Please set down, exactly, the line with "Task: point out every instance of the wall-mounted" and all lines that follow it through the end of the records below.

*DATA FOR THE TASK*:

-- Opening Marker --

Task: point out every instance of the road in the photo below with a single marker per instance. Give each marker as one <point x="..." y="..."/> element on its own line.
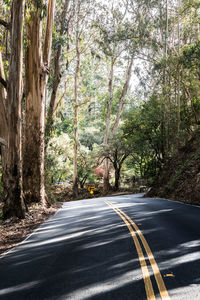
<point x="123" y="247"/>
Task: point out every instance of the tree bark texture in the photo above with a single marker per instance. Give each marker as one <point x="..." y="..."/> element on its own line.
<point x="57" y="77"/>
<point x="14" y="204"/>
<point x="3" y="125"/>
<point x="106" y="183"/>
<point x="37" y="64"/>
<point x="122" y="96"/>
<point x="76" y="79"/>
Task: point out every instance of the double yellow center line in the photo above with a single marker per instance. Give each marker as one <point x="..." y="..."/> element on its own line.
<point x="134" y="230"/>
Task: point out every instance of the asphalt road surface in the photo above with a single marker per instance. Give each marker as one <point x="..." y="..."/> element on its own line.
<point x="123" y="247"/>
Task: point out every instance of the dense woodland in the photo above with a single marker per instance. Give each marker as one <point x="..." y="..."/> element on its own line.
<point x="93" y="92"/>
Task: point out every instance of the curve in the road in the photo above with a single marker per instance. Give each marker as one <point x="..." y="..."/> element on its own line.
<point x="134" y="230"/>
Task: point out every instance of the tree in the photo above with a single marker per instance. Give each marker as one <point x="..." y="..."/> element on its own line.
<point x="37" y="70"/>
<point x="14" y="202"/>
<point x="117" y="152"/>
<point x="62" y="28"/>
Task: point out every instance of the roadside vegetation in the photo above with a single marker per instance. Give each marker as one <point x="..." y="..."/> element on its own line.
<point x="97" y="94"/>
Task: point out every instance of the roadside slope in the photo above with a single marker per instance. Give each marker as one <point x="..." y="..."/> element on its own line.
<point x="180" y="177"/>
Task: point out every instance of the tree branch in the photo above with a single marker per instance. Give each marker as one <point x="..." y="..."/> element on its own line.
<point x="5" y="24"/>
<point x="3" y="82"/>
<point x="3" y="142"/>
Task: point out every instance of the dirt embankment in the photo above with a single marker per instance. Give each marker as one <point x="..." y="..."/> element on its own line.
<point x="180" y="177"/>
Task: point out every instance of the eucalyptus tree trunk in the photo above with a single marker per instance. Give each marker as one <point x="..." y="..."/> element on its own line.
<point x="14" y="204"/>
<point x="123" y="95"/>
<point x="3" y="123"/>
<point x="178" y="87"/>
<point x="76" y="81"/>
<point x="37" y="64"/>
<point x="57" y="76"/>
<point x="106" y="183"/>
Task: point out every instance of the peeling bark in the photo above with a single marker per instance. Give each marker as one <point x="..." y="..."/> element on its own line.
<point x="76" y="79"/>
<point x="57" y="78"/>
<point x="14" y="204"/>
<point x="37" y="64"/>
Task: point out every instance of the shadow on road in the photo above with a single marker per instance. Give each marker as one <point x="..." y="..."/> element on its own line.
<point x="86" y="252"/>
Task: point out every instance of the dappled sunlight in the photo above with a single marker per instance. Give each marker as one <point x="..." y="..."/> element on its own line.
<point x="87" y="251"/>
<point x="16" y="288"/>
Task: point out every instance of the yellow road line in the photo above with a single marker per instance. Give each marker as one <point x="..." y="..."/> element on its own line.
<point x="147" y="281"/>
<point x="161" y="285"/>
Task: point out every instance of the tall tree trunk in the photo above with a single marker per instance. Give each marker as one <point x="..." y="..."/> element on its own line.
<point x="106" y="183"/>
<point x="76" y="80"/>
<point x="178" y="87"/>
<point x="123" y="95"/>
<point x="37" y="65"/>
<point x="3" y="124"/>
<point x="57" y="77"/>
<point x="14" y="204"/>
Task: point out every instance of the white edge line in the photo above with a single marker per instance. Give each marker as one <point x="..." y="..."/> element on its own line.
<point x="27" y="236"/>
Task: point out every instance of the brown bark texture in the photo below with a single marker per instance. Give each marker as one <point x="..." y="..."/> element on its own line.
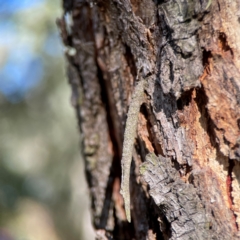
<point x="185" y="173"/>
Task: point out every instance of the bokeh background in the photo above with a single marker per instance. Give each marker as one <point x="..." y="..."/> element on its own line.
<point x="43" y="193"/>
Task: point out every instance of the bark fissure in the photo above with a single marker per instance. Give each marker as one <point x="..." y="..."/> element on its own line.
<point x="189" y="121"/>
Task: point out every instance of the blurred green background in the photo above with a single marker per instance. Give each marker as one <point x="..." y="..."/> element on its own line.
<point x="43" y="193"/>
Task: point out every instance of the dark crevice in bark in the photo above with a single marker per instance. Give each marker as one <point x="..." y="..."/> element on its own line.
<point x="146" y="111"/>
<point x="115" y="167"/>
<point x="205" y="58"/>
<point x="154" y="220"/>
<point x="224" y="44"/>
<point x="131" y="61"/>
<point x="184" y="100"/>
<point x="230" y="189"/>
<point x="202" y="100"/>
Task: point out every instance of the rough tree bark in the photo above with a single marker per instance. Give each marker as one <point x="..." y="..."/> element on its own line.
<point x="185" y="173"/>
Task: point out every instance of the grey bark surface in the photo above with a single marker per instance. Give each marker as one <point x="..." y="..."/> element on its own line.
<point x="185" y="174"/>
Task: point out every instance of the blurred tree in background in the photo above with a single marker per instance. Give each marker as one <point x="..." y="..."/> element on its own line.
<point x="42" y="186"/>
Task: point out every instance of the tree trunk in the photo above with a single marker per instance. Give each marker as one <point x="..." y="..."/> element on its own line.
<point x="185" y="173"/>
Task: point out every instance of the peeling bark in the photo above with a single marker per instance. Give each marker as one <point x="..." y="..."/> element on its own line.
<point x="188" y="138"/>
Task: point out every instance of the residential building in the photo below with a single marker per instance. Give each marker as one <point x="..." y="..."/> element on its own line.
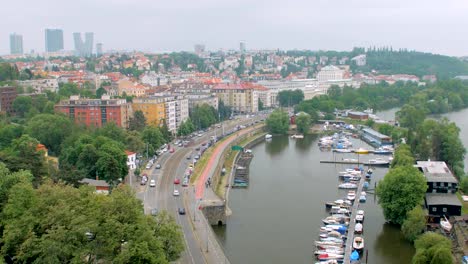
<point x="53" y="40"/>
<point x="83" y="49"/>
<point x="360" y="60"/>
<point x="98" y="49"/>
<point x="96" y="112"/>
<point x="442" y="185"/>
<point x="330" y="72"/>
<point x="131" y="159"/>
<point x="7" y="95"/>
<point x="157" y="109"/>
<point x="199" y="99"/>
<point x="131" y="88"/>
<point x="16" y="44"/>
<point x="101" y="187"/>
<point x="41" y="85"/>
<point x="153" y="108"/>
<point x="242" y="97"/>
<point x="242" y="47"/>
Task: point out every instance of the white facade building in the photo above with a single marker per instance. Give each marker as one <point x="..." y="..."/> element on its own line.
<point x="330" y="72"/>
<point x="41" y="85"/>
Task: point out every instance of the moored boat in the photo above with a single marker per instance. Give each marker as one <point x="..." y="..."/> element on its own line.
<point x="347" y="186"/>
<point x="358" y="243"/>
<point x="358" y="228"/>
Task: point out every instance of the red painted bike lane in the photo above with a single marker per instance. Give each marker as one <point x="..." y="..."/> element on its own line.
<point x="200" y="187"/>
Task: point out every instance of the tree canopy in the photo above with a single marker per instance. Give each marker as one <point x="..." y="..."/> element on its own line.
<point x="278" y="122"/>
<point x="402" y="188"/>
<point x="62" y="224"/>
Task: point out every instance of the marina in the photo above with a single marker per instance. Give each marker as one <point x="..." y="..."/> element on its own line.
<point x="291" y="167"/>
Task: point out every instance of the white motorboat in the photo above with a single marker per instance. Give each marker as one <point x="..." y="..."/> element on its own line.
<point x="347" y="185"/>
<point x="445" y="224"/>
<point x="329" y="251"/>
<point x="351" y="196"/>
<point x="342" y="150"/>
<point x="358" y="228"/>
<point x="358" y="243"/>
<point x="297" y="136"/>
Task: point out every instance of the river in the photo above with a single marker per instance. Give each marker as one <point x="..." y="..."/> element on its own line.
<point x="277" y="219"/>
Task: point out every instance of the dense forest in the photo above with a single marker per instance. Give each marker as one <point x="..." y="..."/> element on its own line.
<point x="388" y="61"/>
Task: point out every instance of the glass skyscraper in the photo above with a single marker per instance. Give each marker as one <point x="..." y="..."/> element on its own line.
<point x="16" y="44"/>
<point x="53" y="40"/>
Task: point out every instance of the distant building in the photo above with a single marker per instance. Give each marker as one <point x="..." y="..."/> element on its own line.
<point x="83" y="48"/>
<point x="199" y="48"/>
<point x="96" y="112"/>
<point x="100" y="186"/>
<point x="131" y="159"/>
<point x="360" y="60"/>
<point x="98" y="49"/>
<point x="41" y="85"/>
<point x="172" y="110"/>
<point x="16" y="44"/>
<point x="440" y="199"/>
<point x="53" y="40"/>
<point x="7" y="95"/>
<point x="242" y="97"/>
<point x="329" y="73"/>
<point x="242" y="47"/>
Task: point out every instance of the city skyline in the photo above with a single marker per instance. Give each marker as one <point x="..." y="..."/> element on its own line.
<point x="428" y="26"/>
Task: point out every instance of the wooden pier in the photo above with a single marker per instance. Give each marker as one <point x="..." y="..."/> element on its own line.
<point x="357" y="162"/>
<point x="352" y="222"/>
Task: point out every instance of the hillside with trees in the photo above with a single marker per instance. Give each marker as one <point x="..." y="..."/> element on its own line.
<point x="389" y="61"/>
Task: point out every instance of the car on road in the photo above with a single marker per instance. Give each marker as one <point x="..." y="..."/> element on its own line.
<point x="154" y="212"/>
<point x="185" y="182"/>
<point x="152" y="183"/>
<point x="181" y="211"/>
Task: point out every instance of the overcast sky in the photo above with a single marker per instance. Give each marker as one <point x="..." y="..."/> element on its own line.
<point x="439" y="26"/>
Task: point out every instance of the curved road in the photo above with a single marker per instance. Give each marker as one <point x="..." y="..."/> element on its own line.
<point x="173" y="165"/>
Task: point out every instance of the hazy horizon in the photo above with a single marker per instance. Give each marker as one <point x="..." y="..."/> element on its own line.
<point x="153" y="26"/>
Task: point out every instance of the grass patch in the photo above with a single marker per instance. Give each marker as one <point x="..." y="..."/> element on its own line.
<point x="464" y="204"/>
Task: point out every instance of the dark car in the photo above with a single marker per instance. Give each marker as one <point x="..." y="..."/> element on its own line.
<point x="154" y="212"/>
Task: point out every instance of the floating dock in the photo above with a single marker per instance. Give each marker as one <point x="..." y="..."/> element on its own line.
<point x="352" y="223"/>
<point x="357" y="162"/>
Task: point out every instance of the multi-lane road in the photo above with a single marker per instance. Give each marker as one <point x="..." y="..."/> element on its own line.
<point x="174" y="165"/>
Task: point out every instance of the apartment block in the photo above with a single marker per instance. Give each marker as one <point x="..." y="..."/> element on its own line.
<point x="96" y="112"/>
<point x="242" y="97"/>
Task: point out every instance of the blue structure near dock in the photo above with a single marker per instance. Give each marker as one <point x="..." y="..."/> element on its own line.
<point x="374" y="138"/>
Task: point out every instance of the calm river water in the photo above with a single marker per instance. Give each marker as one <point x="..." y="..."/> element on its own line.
<point x="277" y="219"/>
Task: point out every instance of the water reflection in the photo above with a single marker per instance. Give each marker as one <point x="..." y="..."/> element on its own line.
<point x="304" y="145"/>
<point x="277" y="145"/>
<point x="400" y="250"/>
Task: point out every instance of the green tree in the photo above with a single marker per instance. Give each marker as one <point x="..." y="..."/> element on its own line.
<point x="415" y="224"/>
<point x="278" y="122"/>
<point x="153" y="137"/>
<point x="62" y="224"/>
<point x="138" y="121"/>
<point x="22" y="105"/>
<point x="433" y="248"/>
<point x="402" y="188"/>
<point x="303" y="122"/>
<point x="50" y="130"/>
<point x="290" y="97"/>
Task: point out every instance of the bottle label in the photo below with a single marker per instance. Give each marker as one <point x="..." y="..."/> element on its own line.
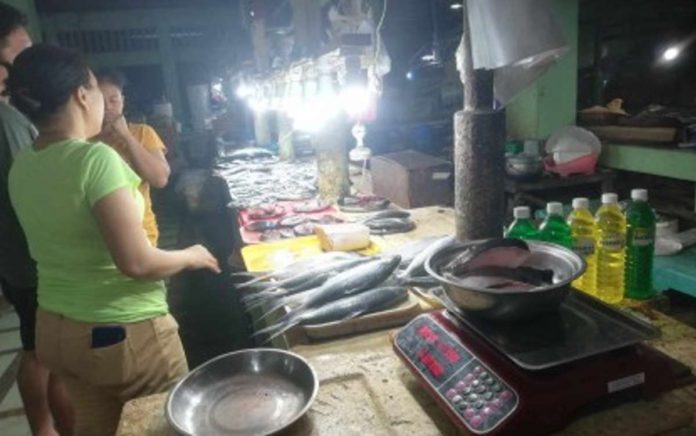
<point x="642" y="237"/>
<point x="613" y="242"/>
<point x="584" y="246"/>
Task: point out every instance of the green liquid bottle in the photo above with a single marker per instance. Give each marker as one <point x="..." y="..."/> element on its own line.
<point x="640" y="246"/>
<point x="555" y="228"/>
<point x="522" y="227"/>
<point x="611" y="243"/>
<point x="583" y="228"/>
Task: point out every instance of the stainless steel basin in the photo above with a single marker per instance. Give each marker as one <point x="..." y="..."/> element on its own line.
<point x="249" y="392"/>
<point x="511" y="304"/>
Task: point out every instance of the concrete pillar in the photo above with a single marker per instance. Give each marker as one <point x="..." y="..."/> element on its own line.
<point x="169" y="71"/>
<point x="331" y="146"/>
<point x="285" y="148"/>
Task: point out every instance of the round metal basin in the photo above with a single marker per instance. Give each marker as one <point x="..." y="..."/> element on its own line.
<point x="511" y="304"/>
<point x="249" y="392"/>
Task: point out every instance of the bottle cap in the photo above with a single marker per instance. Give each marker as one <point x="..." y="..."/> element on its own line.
<point x="554" y="208"/>
<point x="639" y="195"/>
<point x="521" y="212"/>
<point x="610" y="198"/>
<point x="581" y="203"/>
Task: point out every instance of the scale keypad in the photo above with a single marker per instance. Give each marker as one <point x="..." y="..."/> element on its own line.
<point x="480" y="398"/>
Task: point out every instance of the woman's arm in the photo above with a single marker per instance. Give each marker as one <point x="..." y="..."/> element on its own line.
<point x="122" y="229"/>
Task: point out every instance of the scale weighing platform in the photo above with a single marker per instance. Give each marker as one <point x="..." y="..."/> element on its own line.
<point x="534" y="377"/>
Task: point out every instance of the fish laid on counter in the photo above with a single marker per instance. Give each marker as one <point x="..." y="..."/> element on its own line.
<point x="347" y="308"/>
<point x="302" y="279"/>
<point x="352" y="281"/>
<point x="293" y="268"/>
<point x="389" y="226"/>
<point x="496" y="264"/>
<point x="389" y="213"/>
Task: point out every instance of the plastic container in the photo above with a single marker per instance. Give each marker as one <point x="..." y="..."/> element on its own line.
<point x="522" y="227"/>
<point x="640" y="246"/>
<point x="555" y="229"/>
<point x="583" y="230"/>
<point x="611" y="244"/>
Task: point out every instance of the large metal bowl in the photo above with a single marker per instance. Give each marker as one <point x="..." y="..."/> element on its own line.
<point x="512" y="305"/>
<point x="249" y="392"/>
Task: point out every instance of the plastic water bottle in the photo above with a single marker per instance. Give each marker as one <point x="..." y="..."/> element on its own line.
<point x="522" y="227"/>
<point x="640" y="246"/>
<point x="583" y="229"/>
<point x="555" y="228"/>
<point x="611" y="242"/>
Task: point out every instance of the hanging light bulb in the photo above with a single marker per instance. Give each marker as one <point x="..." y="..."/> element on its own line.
<point x="360" y="152"/>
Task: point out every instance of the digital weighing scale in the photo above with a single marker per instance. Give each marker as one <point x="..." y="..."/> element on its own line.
<point x="533" y="377"/>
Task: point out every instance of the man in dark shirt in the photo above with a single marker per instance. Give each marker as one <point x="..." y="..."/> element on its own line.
<point x="45" y="401"/>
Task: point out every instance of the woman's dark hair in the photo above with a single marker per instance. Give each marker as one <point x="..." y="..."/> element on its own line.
<point x="42" y="79"/>
<point x="114" y="77"/>
<point x="10" y="20"/>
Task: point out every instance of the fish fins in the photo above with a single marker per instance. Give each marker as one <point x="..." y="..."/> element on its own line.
<point x="277" y="329"/>
<point x="277" y="305"/>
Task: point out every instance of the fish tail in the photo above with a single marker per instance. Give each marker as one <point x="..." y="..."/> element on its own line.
<point x="277" y="305"/>
<point x="277" y="329"/>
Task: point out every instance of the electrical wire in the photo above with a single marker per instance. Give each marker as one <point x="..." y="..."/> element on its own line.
<point x="378" y="42"/>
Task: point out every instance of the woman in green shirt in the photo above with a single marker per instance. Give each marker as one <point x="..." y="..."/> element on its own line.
<point x="103" y="322"/>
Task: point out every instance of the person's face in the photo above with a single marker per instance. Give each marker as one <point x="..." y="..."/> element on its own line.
<point x="113" y="102"/>
<point x="93" y="102"/>
<point x="17" y="41"/>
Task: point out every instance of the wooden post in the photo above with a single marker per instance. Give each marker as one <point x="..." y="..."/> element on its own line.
<point x="479" y="168"/>
<point x="331" y="145"/>
<point x="259" y="41"/>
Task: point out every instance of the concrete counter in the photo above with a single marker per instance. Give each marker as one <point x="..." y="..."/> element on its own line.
<point x="366" y="390"/>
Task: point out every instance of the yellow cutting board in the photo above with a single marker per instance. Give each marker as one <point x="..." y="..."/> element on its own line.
<point x="269" y="256"/>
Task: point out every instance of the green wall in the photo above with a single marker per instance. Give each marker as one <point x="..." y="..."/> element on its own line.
<point x="29" y="8"/>
<point x="551" y="101"/>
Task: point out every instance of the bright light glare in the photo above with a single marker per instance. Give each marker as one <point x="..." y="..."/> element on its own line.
<point x="244" y="91"/>
<point x="428" y="58"/>
<point x="355" y="100"/>
<point x="671" y="54"/>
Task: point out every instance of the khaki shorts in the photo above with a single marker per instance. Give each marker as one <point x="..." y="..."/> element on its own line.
<point x="101" y="380"/>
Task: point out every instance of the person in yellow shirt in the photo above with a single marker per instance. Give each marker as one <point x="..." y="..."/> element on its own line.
<point x="138" y="144"/>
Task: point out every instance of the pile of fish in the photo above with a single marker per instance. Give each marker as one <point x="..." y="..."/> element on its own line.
<point x="338" y="286"/>
<point x="496" y="264"/>
<point x="256" y="181"/>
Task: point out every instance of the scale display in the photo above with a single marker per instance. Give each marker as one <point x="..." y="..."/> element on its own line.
<point x="477" y="396"/>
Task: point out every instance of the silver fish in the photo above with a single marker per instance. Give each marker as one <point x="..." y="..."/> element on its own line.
<point x="303" y="280"/>
<point x="292" y="269"/>
<point x="352" y="281"/>
<point x="346" y="308"/>
<point x="314" y="280"/>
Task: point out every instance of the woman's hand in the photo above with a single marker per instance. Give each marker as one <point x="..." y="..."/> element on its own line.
<point x="200" y="258"/>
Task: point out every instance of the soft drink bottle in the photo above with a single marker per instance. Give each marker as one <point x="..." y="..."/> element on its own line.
<point x="640" y="246"/>
<point x="522" y="227"/>
<point x="554" y="228"/>
<point x="611" y="242"/>
<point x="582" y="226"/>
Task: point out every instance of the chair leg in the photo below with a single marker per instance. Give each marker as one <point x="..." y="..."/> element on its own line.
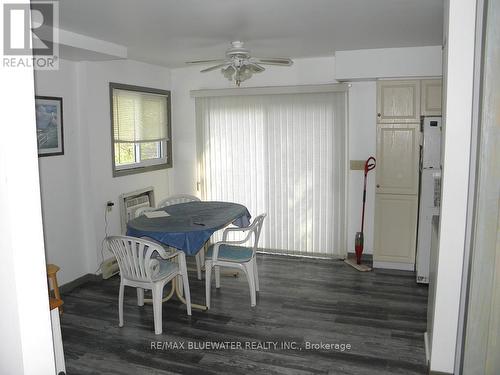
<point x="185" y="283"/>
<point x="157" y="305"/>
<point x="180" y="285"/>
<point x="120" y="304"/>
<point x="217" y="277"/>
<point x="140" y="297"/>
<point x="248" y="267"/>
<point x="198" y="265"/>
<point x="208" y="280"/>
<point x="256" y="275"/>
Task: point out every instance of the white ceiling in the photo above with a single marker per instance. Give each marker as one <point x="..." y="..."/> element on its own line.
<point x="170" y="32"/>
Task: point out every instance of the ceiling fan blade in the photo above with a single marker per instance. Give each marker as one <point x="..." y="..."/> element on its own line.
<point x="213" y="68"/>
<point x="274" y="61"/>
<point x="215" y="61"/>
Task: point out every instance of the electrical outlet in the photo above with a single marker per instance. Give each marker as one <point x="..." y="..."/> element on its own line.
<point x="109" y="205"/>
<point x="357" y="165"/>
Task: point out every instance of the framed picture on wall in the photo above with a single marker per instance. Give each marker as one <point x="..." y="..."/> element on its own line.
<point x="49" y="125"/>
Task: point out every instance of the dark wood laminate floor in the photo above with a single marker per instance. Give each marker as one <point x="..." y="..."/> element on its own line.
<point x="381" y="315"/>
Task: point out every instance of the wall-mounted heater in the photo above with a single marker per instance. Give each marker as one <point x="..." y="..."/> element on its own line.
<point x="130" y="202"/>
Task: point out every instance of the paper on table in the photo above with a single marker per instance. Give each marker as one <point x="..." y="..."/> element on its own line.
<point x="155" y="214"/>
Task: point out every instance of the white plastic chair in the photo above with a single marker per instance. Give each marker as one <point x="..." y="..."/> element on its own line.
<point x="185" y="198"/>
<point x="230" y="254"/>
<point x="142" y="269"/>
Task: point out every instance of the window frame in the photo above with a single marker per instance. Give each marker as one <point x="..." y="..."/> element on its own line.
<point x="165" y="146"/>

-- Closing Marker --

*ANSWER TO THIS TASK*:
Task: point out every instance of the wall-mounted heater in the photo above with a single marker per instance. Give each marker as one <point x="..." y="..."/> element on its own line.
<point x="130" y="202"/>
Task: point out every instance of the paper on table in the photo above with a single marker per instance. Give each marker as one <point x="..." y="..."/> element on its own line.
<point x="155" y="214"/>
Task: point out every instance of the white plastic chair in the photo above with a single marker per instance. Give each marker as one <point x="..." y="..."/> element on its own line.
<point x="185" y="198"/>
<point x="230" y="254"/>
<point x="142" y="269"/>
Task: point out every instance of the window frame in the photo above with a single marker per instance. Give each marker as one <point x="..." y="..."/> element on its own line.
<point x="165" y="146"/>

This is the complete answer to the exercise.